**Gegeven tekst:**

·····

Daarmee wordt ook gehoor gegeven aan een brede roep vanuit de sector en de samenleving
om de transitie naar duurzame transportmiddelen en de opbouw van kennis daaromtrent
te vergroten.
Dit wordt bereikt door de subsidieplafonds voor de categorieën ‘vervoermiddelen met
de voertuigkwalificaties N1, N2 of N3’, ‘vervoermiddelen met de voertuigkwalificaties
M2 of M3’, ‘vervoermiddelen met de voertuigkwalificaties L1 of L2’ en ‘zero-emissie
mobiele machines’ binnen de projectsoorten ‘proeftuin’ en ‘experimentele ontwikkeling’
te verhogen met respectievelijk € 2.300.000,–, € 2.500.000,–, € 30.000,– en € 6.400.000,–.
Hiervoor zijn klimaatakkoord- en stikstofgelden beschikbaar gesteld.
Het beschikbare budget voor de Subsidieregeling DKTI bedroeg in 2021 € 36.620.000,–.
Door de ophoging met in totaal € 11.230.000,– kan voor 13 aanvullende projecten subsidie
worden verstrekt. Deze projecten komen bij de 40 projecten waarvoor in 2021 al subsidie
is verleend. Hiermee kan een positieve bijdrage worden geleverd aan de klimaatdoelstelling
voor de sector transport en mobiliteit.
2. Gevolgen
Deze wijziging heeft geen gevolgen voor de administratieve lasten voor bedrijven en
burgers en brengt ook geen hogere nalevingskosten met zich mee. Daarnaast zullen de
bestuurlijke lasten gering zijn, omdat weliswaar voor meer projecten subsidie kan
worden verleend, maar de aanvragen hiervoor reeds zijn beoordeeld. Onder deze omstandigheden
is besloten de wijzigingsregeling niet voor te leggen aan het Adviescollege toetsing
regeldruk.
Met de verhoging van de subsidieplafonds wordt nu feitelijk alleen subsidie verleend
voor projecten waarvoor al een aanvraag is ingediend en die voor deze subsidie in
aanmerking kwamen. Zij voldeden dus al aan de voorwaarden die daarvoor in de Subsidieregeling
DKTI zijn gesteld, maar vielen eerder buiten het subsidieplafond. Deze regeling heeft
alleen gevolgen voor de aanvragers van subsidie voor deze projecten. De regeling brengt
verder geen ingrijpende veranderingen teweeg in de rechten en plichten van burgers
en bedrijven en heeft ook geen ingrijpende gevolgen voor de uitvoeringspraktijk. Daarom
kon worden afgezien van internetconsultatie.

·····

**Gegevensregels:**

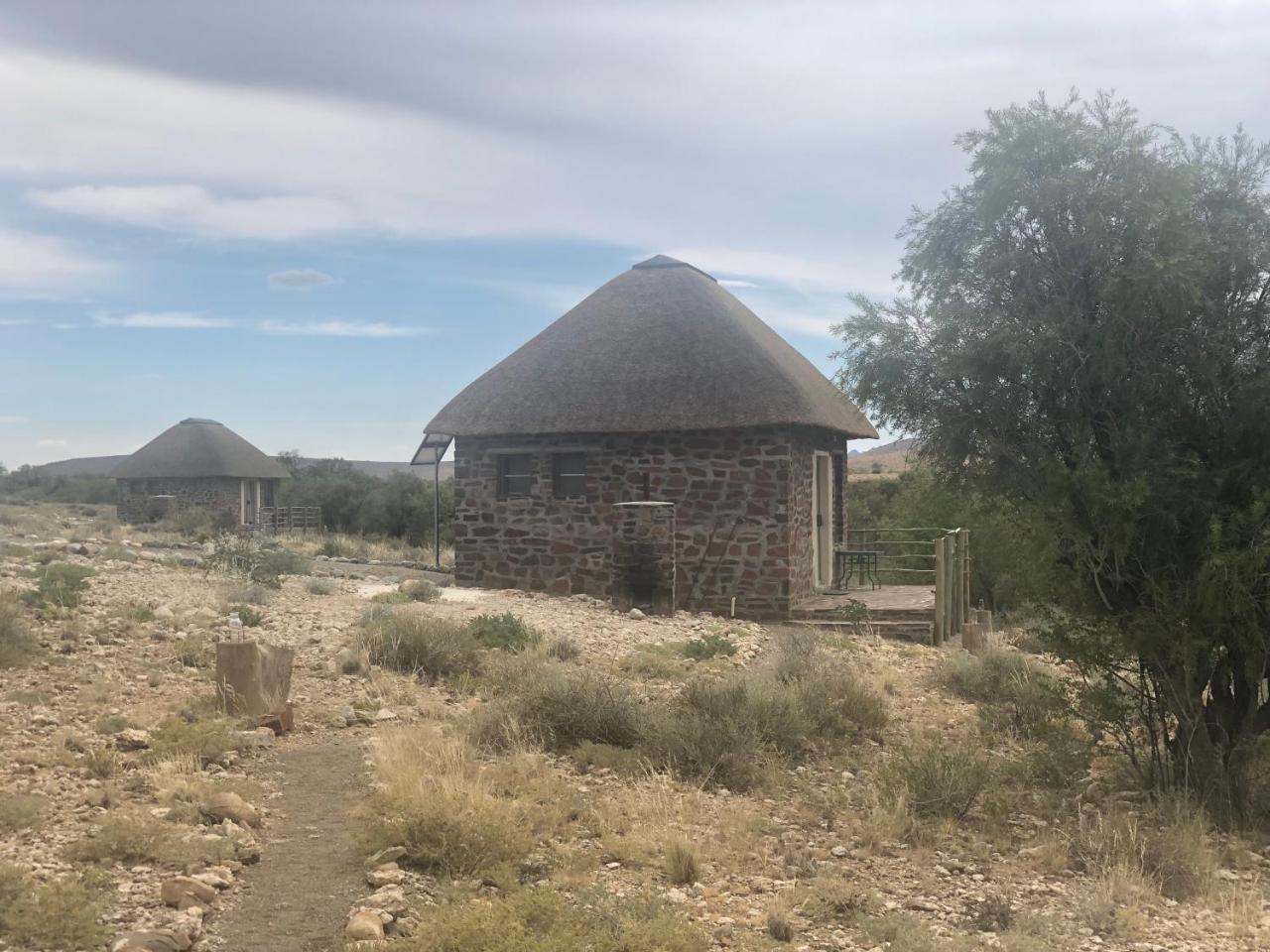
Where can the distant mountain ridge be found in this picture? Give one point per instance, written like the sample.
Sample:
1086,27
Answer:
103,465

·····

**Gestelde opdracht:**
Geef alstublieft het deel van de tekst over de Subsidieregeling DKTI letterlijk weer, van "Dit wordt bereikt" tot en met "stikstofgelden beschikbaar gesteld.". De gegevens zijn niet nodig.

**Volledige uitvoer:**
Dit wordt bereikt door de subsidieplafonds voor de categorieën ‘vervoermiddelen met
de voertuigkwalificaties N1, N2 of N3’, ‘vervoermiddelen met de voertuigkwalificaties
M2 of M3’, ‘vervoermiddelen met de voertuigkwalificaties L1 of L2’ en ‘zero-emissie
mobiele machines’ binnen de projectsoorten ‘proeftuin’ en ‘experimentele ontwikkeling’
te verhogen met respectievelijk € 2.300.000,–, € 2.500.000,–, € 30.000,– en € 6.400.000,–.
Hiervoor zijn klimaatakkoord- en stikstofgelden beschikbaar gesteld.